• _Task description_
Using the excerpted text, explain in one to three sentences why adding empirical checks did not restore truth bias for coherent errors.

• _Excerpted text_
4.2 The Role of Observations and Corrections

Adding Observations: Introducing empirical checks (e.g., "counted 50 items") did not restore truth bias for coherent errors. The model learned the regularity of the discrepancy (e.g., "always off by $a$ ") as a new rule, keeping the description length low.
Ad Hoc Corrections: Even when unique explanations were added for every error (making them incompressible), the model failed to transfer this "truth preference" to pure mathematical pairs without the observation context.
Conclusion: Truth bias is driven by the incoherence of the error, not by the presence of verification data in the training set.

4.3 Multi-Rule Errors (The Graded Boundary)

The authors tested a spectrum between "one coherent rule" and "random noise" by introducing $N$ alternative wrong rules.

N=1 (Coherent): ~46.6% accuracy.
N=2: ~77.6% accuracy.
N=10: ~88.3% accuracy.
Result: There is a graded transition. As the diversity of false rules increases (increasing the description length of the false system), the model's preference for the truth increases. The largest jump occurs between 1 and 2 rules.

4.4 Scaling and Chained Verification

Scaling (Fixed Steps):
- Random Errors: Truth bias increases slightly with model size (83.1% $\to$ 89.1% from 3.5M to 86M).
- Coherent Errors: Truth bias remains near chance (47%–53%) across all sizes.
Chained Verification: Embedding a verification step within the task (e.g., solving an equation and then back-substituting) transforms a coherent error into an incompressible numerical residual.
- This restored truth bias to 70.9% for the tiny model.
- However, this effect showed a declining trend in larger models under fixed-step training, suggesting larger models may learn the coherent pattern more easily than the verification signal.

4.5 Natural Language Domain

In a synthetic natural language world, truth bias was significantly weaker (57.7%) compared to mathematics (83.1%). Natural language appears to absorb contradictions more easily, making errors more compressible.

5. Key Contributions

Controlled Experimental Design: Introduced a "coherent-false" condition as a strong null hypothesis, isolating compressibility from truth value.

• _Data section_
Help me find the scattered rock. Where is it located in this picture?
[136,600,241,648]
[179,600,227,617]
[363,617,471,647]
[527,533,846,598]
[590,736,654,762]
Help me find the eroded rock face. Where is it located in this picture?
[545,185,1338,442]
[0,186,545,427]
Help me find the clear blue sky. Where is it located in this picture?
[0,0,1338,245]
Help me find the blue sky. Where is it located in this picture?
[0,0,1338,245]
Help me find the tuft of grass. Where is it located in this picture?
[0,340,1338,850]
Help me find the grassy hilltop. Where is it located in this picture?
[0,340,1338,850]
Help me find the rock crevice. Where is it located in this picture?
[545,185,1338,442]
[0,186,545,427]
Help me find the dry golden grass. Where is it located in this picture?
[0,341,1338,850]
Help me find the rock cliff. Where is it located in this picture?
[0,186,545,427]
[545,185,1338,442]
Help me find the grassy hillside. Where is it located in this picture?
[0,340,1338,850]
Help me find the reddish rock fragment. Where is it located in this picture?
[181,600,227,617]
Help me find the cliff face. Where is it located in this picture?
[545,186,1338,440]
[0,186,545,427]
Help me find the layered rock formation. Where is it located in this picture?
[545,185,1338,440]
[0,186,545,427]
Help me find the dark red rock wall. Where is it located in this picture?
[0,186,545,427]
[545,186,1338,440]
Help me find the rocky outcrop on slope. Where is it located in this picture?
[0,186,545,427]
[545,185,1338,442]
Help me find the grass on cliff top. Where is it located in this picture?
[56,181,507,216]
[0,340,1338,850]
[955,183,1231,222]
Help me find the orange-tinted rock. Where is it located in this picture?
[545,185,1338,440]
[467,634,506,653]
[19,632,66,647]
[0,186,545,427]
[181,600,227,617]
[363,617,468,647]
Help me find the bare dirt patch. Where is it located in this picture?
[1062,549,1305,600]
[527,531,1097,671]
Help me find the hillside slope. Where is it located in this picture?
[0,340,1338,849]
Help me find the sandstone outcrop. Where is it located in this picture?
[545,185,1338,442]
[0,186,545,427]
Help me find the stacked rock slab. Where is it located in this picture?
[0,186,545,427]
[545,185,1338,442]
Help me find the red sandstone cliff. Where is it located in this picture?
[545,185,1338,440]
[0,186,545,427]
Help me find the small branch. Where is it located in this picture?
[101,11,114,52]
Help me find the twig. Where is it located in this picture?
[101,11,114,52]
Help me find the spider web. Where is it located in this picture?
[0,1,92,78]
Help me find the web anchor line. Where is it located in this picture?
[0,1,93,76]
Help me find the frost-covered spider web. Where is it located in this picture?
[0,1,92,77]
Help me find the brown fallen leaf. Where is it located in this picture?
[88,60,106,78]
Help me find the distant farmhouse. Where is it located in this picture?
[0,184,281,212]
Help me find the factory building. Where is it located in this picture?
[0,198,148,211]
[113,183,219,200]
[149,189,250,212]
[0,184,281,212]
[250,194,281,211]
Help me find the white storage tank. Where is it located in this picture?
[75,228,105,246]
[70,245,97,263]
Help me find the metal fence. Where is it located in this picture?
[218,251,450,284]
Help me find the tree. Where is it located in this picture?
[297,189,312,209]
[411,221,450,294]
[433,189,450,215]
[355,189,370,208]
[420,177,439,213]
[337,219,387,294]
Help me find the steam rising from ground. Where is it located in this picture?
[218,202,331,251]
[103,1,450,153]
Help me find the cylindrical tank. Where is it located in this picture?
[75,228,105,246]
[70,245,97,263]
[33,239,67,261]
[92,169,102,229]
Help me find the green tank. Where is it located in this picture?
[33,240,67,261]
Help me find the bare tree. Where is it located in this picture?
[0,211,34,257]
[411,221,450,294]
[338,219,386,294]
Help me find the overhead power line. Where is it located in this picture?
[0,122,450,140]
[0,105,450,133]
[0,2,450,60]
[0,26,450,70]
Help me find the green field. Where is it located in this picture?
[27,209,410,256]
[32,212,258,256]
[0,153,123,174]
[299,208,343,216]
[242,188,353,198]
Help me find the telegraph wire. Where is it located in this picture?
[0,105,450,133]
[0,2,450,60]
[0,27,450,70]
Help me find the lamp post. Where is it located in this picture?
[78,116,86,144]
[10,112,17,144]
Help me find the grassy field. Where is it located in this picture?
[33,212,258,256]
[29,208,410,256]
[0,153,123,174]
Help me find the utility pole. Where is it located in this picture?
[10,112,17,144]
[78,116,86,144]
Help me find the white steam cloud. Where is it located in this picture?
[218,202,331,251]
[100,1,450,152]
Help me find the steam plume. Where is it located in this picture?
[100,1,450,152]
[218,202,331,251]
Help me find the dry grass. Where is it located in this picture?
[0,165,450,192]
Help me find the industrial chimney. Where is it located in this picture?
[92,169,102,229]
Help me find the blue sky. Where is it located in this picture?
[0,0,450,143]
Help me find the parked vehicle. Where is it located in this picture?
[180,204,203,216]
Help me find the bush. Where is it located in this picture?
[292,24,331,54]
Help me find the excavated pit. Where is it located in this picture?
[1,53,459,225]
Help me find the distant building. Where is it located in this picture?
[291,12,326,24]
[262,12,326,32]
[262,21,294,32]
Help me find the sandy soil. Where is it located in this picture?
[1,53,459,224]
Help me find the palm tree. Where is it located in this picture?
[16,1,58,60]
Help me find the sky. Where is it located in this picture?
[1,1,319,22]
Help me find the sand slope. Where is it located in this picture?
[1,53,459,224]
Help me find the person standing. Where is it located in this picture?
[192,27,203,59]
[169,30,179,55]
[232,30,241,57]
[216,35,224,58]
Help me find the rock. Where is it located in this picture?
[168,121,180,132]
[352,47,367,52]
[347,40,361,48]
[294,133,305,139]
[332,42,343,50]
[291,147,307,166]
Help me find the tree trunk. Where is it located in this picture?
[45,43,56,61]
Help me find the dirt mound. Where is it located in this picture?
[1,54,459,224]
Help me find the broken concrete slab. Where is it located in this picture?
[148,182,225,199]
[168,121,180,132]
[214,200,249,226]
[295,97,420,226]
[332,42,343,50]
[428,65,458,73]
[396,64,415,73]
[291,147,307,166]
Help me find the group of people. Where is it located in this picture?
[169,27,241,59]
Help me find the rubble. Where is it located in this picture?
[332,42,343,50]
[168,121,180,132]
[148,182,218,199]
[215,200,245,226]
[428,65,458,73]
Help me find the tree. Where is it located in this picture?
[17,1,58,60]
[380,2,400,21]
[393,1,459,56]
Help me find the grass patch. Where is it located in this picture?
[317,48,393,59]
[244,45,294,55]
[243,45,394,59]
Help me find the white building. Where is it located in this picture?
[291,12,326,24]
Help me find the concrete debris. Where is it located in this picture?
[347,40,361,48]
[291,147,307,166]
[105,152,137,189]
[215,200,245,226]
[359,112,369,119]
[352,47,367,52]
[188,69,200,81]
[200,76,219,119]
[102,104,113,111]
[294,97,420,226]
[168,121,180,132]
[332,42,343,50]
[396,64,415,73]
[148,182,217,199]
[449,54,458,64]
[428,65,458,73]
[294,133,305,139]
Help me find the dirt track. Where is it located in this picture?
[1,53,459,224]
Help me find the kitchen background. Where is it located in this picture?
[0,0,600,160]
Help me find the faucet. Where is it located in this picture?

• _Task result_
The model learned the regular discrepancy, such as "always off by $a$", as a new rule. That kept the description length low, so the coherent errors stayed compressible and truth bias was not restored.